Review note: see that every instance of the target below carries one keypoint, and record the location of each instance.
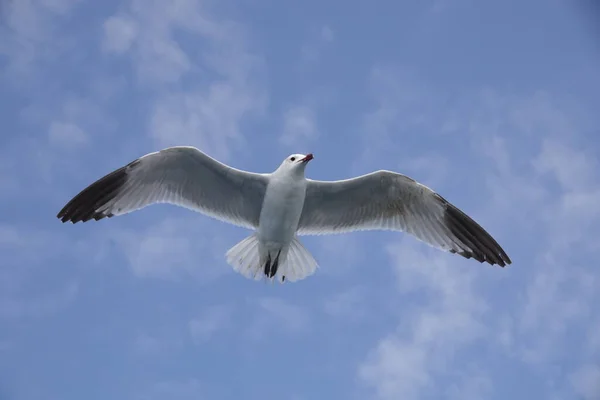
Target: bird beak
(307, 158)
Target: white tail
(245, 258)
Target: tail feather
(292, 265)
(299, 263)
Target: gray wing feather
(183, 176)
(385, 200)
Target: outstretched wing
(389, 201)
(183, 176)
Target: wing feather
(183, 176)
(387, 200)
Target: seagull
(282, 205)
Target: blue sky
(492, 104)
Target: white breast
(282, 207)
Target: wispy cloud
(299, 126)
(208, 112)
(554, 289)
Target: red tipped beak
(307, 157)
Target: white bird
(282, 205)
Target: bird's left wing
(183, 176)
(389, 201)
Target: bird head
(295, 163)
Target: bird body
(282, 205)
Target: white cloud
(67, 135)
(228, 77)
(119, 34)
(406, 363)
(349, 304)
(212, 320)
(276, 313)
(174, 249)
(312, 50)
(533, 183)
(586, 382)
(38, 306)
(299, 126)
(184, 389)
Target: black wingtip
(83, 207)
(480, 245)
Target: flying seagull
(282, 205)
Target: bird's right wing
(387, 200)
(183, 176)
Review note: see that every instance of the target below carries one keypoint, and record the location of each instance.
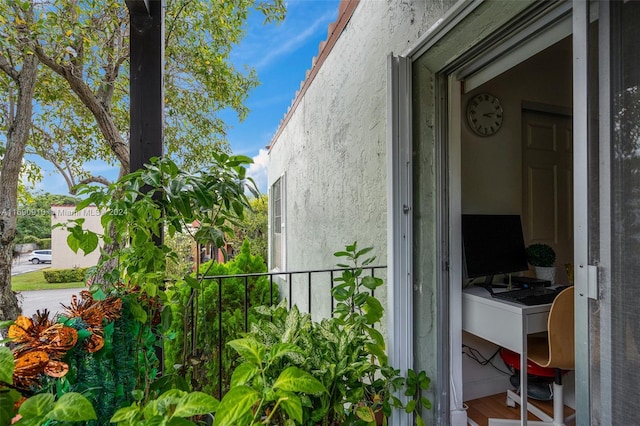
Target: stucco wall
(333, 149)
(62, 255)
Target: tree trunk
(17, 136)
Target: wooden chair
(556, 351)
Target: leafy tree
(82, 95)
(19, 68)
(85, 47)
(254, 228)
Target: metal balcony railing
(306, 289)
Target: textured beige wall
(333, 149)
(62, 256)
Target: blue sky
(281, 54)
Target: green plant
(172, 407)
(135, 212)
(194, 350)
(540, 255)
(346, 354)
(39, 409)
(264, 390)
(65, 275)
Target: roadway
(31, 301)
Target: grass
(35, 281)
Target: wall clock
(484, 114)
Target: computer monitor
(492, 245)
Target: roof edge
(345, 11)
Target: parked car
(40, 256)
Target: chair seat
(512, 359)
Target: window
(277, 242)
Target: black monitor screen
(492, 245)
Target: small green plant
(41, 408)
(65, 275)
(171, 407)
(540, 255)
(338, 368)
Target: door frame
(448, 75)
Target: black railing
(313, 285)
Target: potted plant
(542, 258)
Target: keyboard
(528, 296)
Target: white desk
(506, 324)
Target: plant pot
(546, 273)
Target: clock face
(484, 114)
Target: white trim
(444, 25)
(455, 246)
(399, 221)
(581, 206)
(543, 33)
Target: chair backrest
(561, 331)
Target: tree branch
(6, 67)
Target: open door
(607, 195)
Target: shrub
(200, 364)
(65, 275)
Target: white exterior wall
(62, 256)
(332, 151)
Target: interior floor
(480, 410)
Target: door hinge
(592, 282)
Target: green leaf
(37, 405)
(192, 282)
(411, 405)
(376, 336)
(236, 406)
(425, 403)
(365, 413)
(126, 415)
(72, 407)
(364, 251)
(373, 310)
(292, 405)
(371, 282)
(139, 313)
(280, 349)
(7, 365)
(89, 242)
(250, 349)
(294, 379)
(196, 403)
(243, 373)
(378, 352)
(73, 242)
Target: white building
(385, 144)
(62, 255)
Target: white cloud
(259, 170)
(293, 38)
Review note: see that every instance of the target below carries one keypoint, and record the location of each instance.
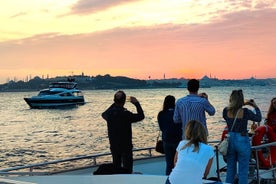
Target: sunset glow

#### Exercise:
The records must come back exactly, with their pictures removed.

#### Answer to this exercise:
Review note: see that every instance of the target below carries one keypoint, and record the location of each instance.
Target: bird beak
(307, 158)
Target: white tail
(245, 258)
Target: tail feather
(292, 265)
(299, 263)
Target: gray wing feather
(183, 176)
(385, 200)
Target: outstretched wing
(389, 201)
(183, 176)
Target: wing feather
(183, 176)
(387, 200)
Target: seagull
(282, 205)
Target: blue sky
(492, 104)
Target: white breast
(282, 207)
Target: wispy cloud
(299, 126)
(208, 112)
(554, 289)
Target: red tipped beak
(307, 157)
Target: white bird
(282, 205)
Target: bird's left wing
(183, 176)
(389, 201)
Target: bird head
(295, 163)
Target: bird body
(282, 205)
Target: white cloud
(67, 135)
(228, 77)
(119, 34)
(406, 363)
(349, 304)
(212, 320)
(276, 313)
(174, 249)
(312, 50)
(533, 183)
(586, 382)
(38, 306)
(299, 126)
(184, 389)
Target: black wingtip
(83, 207)
(480, 245)
Target: flying seagull
(282, 205)
Target: bird's right wing
(387, 200)
(183, 176)
Review note: see that every instance of the target below carries one keypoint, and record the location of each instance.
Target: stucco wall
(333, 149)
(62, 255)
Target: tree trunk
(17, 136)
Target: wooden chair
(556, 351)
Target: leafy tree
(82, 95)
(19, 68)
(85, 47)
(254, 228)
Target: metal balcony railing
(306, 289)
Target: textured beige wall
(333, 149)
(62, 256)
Target: blue sky
(281, 54)
Target: green plant
(172, 407)
(135, 212)
(194, 350)
(540, 255)
(346, 354)
(39, 409)
(264, 390)
(65, 275)
Target: roadway
(31, 301)
Target: grass
(35, 281)
Target: wall clock
(484, 114)
Target: computer monitor
(492, 245)
Target: roof edge
(345, 11)
Target: parked car
(40, 256)
Target: chair seat
(512, 359)
Target: window
(277, 242)
Target: black monitor screen
(492, 245)
Target: small green plant
(41, 408)
(65, 275)
(171, 407)
(540, 255)
(338, 368)
Target: door frame
(448, 75)
Target: black railing
(313, 285)
Target: potted plant
(542, 258)
Target: keyboard
(528, 296)
Target: white desk
(506, 324)
Target: plant pot
(546, 273)
Target: clock face
(484, 114)
Target: white trim
(444, 25)
(455, 246)
(399, 221)
(581, 206)
(543, 33)
Target: chair backrest
(561, 331)
Target: tree branch
(6, 67)
Target: open door
(607, 195)
Target: shrub
(200, 364)
(65, 275)
Target: white exterior wall
(62, 256)
(332, 151)
Target: interior floor
(480, 410)
Target: door hinge
(592, 282)
Target: green leaf
(37, 405)
(192, 282)
(411, 405)
(376, 336)
(236, 406)
(425, 403)
(365, 413)
(126, 415)
(72, 407)
(364, 251)
(373, 310)
(292, 405)
(371, 282)
(139, 313)
(280, 349)
(7, 365)
(89, 242)
(250, 349)
(294, 379)
(196, 403)
(243, 373)
(378, 352)
(73, 242)
Target: white building
(385, 144)
(62, 255)
Target: white cloud
(259, 170)
(293, 38)
Review note: see that every instance of the target below carries one keypoint, and record the location of each instance.
Target: sunset glow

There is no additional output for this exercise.